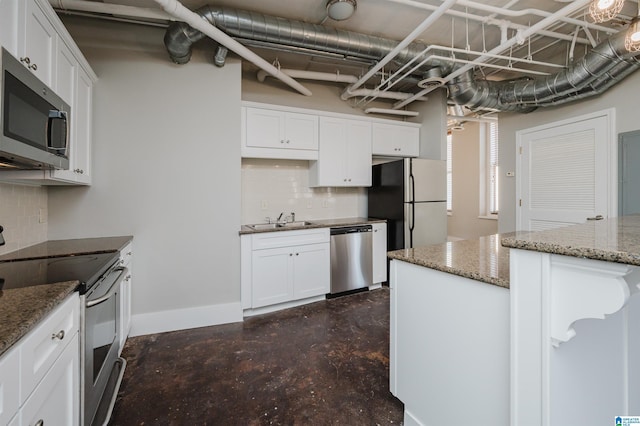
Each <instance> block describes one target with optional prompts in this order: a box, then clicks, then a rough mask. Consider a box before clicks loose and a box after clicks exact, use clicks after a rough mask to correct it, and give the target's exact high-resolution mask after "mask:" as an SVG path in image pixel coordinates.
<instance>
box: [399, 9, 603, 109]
mask: <svg viewBox="0 0 640 426" xmlns="http://www.w3.org/2000/svg"><path fill="white" fill-rule="evenodd" d="M590 1H591V0H574V1H573V2H572V3H569V4H568V5H567V6H565V7H563V8H562V9H560V10H558V11H557V12H555V13H553V14H552V15H551V16H548V17H546V18H544V19H542V20H541V21H540V22H538V23H536V24H534V25H532V26H531V27H529V29H528V30H526V31H524V32H523V33H522V34H520V35H517V36H515V37H512V38H510V39H509V40H507V42H506V43H503V44H500V45H499V46H496V47H495V48H493V49H491V50H490V51H489V52H487V54H485V55H482V56H480V57H479V58H476V59H475V60H473V61H472V63H470V64H467V65H464V66H462V67H460V68H459V69H457V70H456V71H454V72H452V73H451V74H449V75H447V76H446V77H445V83H448V82H450V81H452V80H453V79H454V78H456V77H458V76H461V75H462V74H464V73H466V72H467V71H469V70H471V69H473V67H474V66H476V65H480V64H483V63H485V62H486V61H487V60H488V59H490V58H491V56H490V55H495V54H500V53H502V52H504V51H505V50H507V49H509V48H510V47H511V46H514V45H516V44H518V43H519V41H520V40H521V39H522V38H525V39H526V38H527V37H529V36H530V35H532V34H536V33H537V32H540V31H541V30H542V29H544V28H546V27H548V26H549V25H552V24H553V23H554V22H556V21H557V20H558V18H559V17H561V16H566V15H569V14H571V13H573V12H575V11H577V10H580V9H582V8H584V7H585V6H586V5H588V4H589V2H590ZM432 90H434V88H433V87H430V88H426V89H424V90H421V91H420V92H418V93H416V94H415V95H414V96H412V97H411V98H409V99H406V100H404V101H401V102H398V103H396V104H395V105H393V109H401V108H403V107H405V106H407V105H409V104H410V103H411V102H413V101H415V100H417V99H418V98H419V97H420V96H424V95H426V94H427V93H429V92H431V91H432Z"/></svg>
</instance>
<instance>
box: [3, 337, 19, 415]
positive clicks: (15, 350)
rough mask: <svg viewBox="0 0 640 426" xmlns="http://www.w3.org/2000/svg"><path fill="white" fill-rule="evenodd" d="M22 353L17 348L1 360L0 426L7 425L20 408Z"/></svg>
mask: <svg viewBox="0 0 640 426" xmlns="http://www.w3.org/2000/svg"><path fill="white" fill-rule="evenodd" d="M18 389H20V351H19V348H18V347H17V346H16V347H14V348H12V349H11V350H9V352H7V353H5V354H4V355H3V356H2V358H0V424H3V425H6V424H7V423H9V420H11V418H12V417H13V416H14V415H15V414H16V413H17V412H18V408H19V407H20V401H19V398H18V396H19V393H18Z"/></svg>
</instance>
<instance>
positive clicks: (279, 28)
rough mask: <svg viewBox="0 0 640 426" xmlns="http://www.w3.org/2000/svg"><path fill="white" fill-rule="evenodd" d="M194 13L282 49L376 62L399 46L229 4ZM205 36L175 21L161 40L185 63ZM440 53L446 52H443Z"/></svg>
mask: <svg viewBox="0 0 640 426" xmlns="http://www.w3.org/2000/svg"><path fill="white" fill-rule="evenodd" d="M195 13H197V14H198V15H200V16H201V17H202V18H204V19H206V20H207V21H209V22H210V23H211V24H212V25H214V26H215V27H217V28H218V29H220V30H222V31H224V32H225V33H227V34H228V35H230V36H232V37H235V38H237V39H241V40H243V39H244V40H251V41H258V42H262V43H269V44H275V45H279V46H280V47H284V48H286V46H291V47H295V48H304V49H307V50H309V51H316V52H320V53H327V52H329V53H332V54H338V55H342V56H344V57H352V58H357V59H361V60H367V61H378V60H380V59H381V58H383V57H384V56H385V55H387V54H388V53H389V52H391V51H392V50H393V49H394V48H395V47H396V46H397V45H398V42H397V41H396V40H389V39H385V38H381V37H375V36H370V35H366V34H361V33H356V32H353V31H345V30H340V29H336V28H331V27H325V26H323V25H317V24H310V23H306V22H300V21H294V20H290V19H285V18H280V17H276V16H269V15H264V14H262V13H257V12H251V11H246V10H238V9H233V8H228V7H217V6H204V7H201V8H200V9H198V10H196V11H195ZM204 37H205V35H204V34H202V33H200V32H199V31H197V30H194V29H193V28H191V27H190V26H189V25H187V24H185V23H183V22H177V23H173V24H171V25H170V26H169V28H168V29H167V32H166V34H165V37H164V42H165V45H166V46H167V50H168V51H169V56H170V57H171V60H173V61H174V62H176V63H178V64H184V63H186V62H189V59H190V57H191V46H192V45H193V43H195V42H196V41H198V40H200V39H202V38H204ZM426 47H427V45H425V44H423V43H416V42H414V43H411V44H410V45H409V46H407V47H406V48H405V49H403V50H402V51H401V52H400V54H399V55H398V56H397V57H396V61H398V62H399V63H405V62H407V61H409V60H411V59H412V58H414V57H415V56H417V55H419V54H420V52H422V51H423V50H424V49H425V48H426ZM441 53H442V54H443V55H446V52H441ZM443 65H445V64H444V63H443ZM446 65H448V66H450V65H449V64H446Z"/></svg>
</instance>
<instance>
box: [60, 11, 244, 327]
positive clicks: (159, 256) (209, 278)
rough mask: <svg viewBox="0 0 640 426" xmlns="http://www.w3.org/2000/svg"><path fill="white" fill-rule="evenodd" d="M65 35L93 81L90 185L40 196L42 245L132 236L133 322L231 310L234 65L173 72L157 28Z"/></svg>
mask: <svg viewBox="0 0 640 426" xmlns="http://www.w3.org/2000/svg"><path fill="white" fill-rule="evenodd" d="M66 24H67V26H68V28H69V30H70V32H71V34H72V35H73V36H74V38H75V40H76V41H77V42H78V44H79V45H80V47H81V49H82V51H83V53H84V54H85V56H86V57H87V59H88V61H89V63H90V64H91V66H92V67H93V69H94V70H95V72H96V74H97V75H98V77H99V80H98V82H97V83H96V85H95V92H94V118H95V123H94V131H93V136H94V144H93V161H94V164H93V172H94V174H93V186H91V187H86V188H51V189H50V192H49V239H62V238H74V237H91V236H109V235H128V234H130V235H134V236H135V239H134V251H135V253H134V281H133V282H134V285H133V313H134V315H136V314H145V313H154V312H162V311H167V310H180V309H188V308H193V307H201V306H212V305H219V304H226V303H233V302H239V301H240V286H239V282H240V277H239V274H240V249H239V243H240V241H239V238H238V230H239V229H240V216H241V215H240V145H239V143H238V141H239V140H240V91H241V73H240V63H239V62H237V61H229V63H228V65H227V66H226V67H224V68H222V69H219V68H216V67H214V66H212V65H211V64H209V60H208V58H205V57H204V55H202V54H200V53H199V52H198V51H196V52H195V54H194V58H193V60H192V61H191V62H190V63H189V64H187V65H184V66H178V65H174V64H172V63H171V62H170V61H169V60H168V57H167V55H166V52H165V50H164V46H163V45H162V37H163V34H164V31H163V30H161V29H150V28H142V27H133V26H130V25H123V24H114V23H109V24H104V23H100V22H99V21H96V20H91V21H83V20H74V19H72V20H67V22H66ZM238 312H239V311H238ZM134 320H135V317H134ZM134 327H135V322H134Z"/></svg>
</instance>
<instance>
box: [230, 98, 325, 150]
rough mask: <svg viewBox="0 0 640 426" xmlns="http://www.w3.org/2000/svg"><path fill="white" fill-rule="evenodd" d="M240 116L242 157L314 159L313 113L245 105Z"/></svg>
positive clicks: (317, 128)
mask: <svg viewBox="0 0 640 426" xmlns="http://www.w3.org/2000/svg"><path fill="white" fill-rule="evenodd" d="M243 118H244V132H245V135H244V136H245V137H244V143H243V147H242V156H243V157H254V156H255V157H262V158H289V159H302V160H308V159H314V158H317V151H318V117H317V116H316V115H311V114H299V113H295V112H286V111H279V110H270V109H263V108H253V107H247V108H244V116H243Z"/></svg>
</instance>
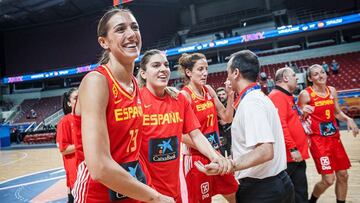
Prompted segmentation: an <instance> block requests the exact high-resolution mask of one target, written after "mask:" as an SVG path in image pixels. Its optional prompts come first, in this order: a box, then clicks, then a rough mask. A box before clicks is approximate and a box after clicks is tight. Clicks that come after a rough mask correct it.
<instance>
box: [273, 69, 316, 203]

--

» **ASSIGNMENT**
Everything from the line with "116L242 157L314 159L313" through the final line of the material is to be returned exactly, both ends included, apart from the pictures.

» **SOLUTION TO THE PROBLEM**
rough mask: <svg viewBox="0 0 640 426" xmlns="http://www.w3.org/2000/svg"><path fill="white" fill-rule="evenodd" d="M240 116L242 157L314 159L313 113L245 105Z"/></svg>
positive clicks: (317, 128)
mask: <svg viewBox="0 0 640 426" xmlns="http://www.w3.org/2000/svg"><path fill="white" fill-rule="evenodd" d="M243 118H244V132H245V135H244V136H245V137H244V143H243V147H242V156H243V157H254V156H255V157H262V158H289V159H302V160H308V159H314V158H317V151H318V117H317V116H316V115H311V114H299V113H295V112H286V111H279V110H270V109H263V108H253V107H247V108H244V116H243Z"/></svg>
</instance>
Prompted segmentation: an <instance> block requests the exact high-resolution mask of one target, written after "mask:" as an SVG path in image pixels. Its optional prompts come first, in this order: a box, then clicks, then a rough mask. A box before clicks is approximate and a box after clicks is tight. Clicks that come after a rough mask correct it.
<instance>
box: [273, 69, 316, 203]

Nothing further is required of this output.